Directive> Could you update the rows from their start through the line that contains "<point>349,226</point>", replacing "parked car" with "stationary vehicle" and keeping everything else the same?
>> Start Data to use
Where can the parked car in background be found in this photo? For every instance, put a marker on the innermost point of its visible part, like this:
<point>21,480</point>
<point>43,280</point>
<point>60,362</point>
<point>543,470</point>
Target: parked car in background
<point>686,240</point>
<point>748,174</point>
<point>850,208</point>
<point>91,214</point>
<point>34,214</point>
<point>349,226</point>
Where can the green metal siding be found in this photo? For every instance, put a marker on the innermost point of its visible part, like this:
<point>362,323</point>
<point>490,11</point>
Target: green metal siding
>> End Data to use
Solution below>
Where can the stationary vehicle in background be found in this photo? For every instance, put a marker on the innermost point of its visible part, like this:
<point>21,480</point>
<point>43,280</point>
<point>60,362</point>
<point>543,470</point>
Target: stationary vehicle in background
<point>686,240</point>
<point>748,174</point>
<point>850,208</point>
<point>91,214</point>
<point>34,214</point>
<point>349,226</point>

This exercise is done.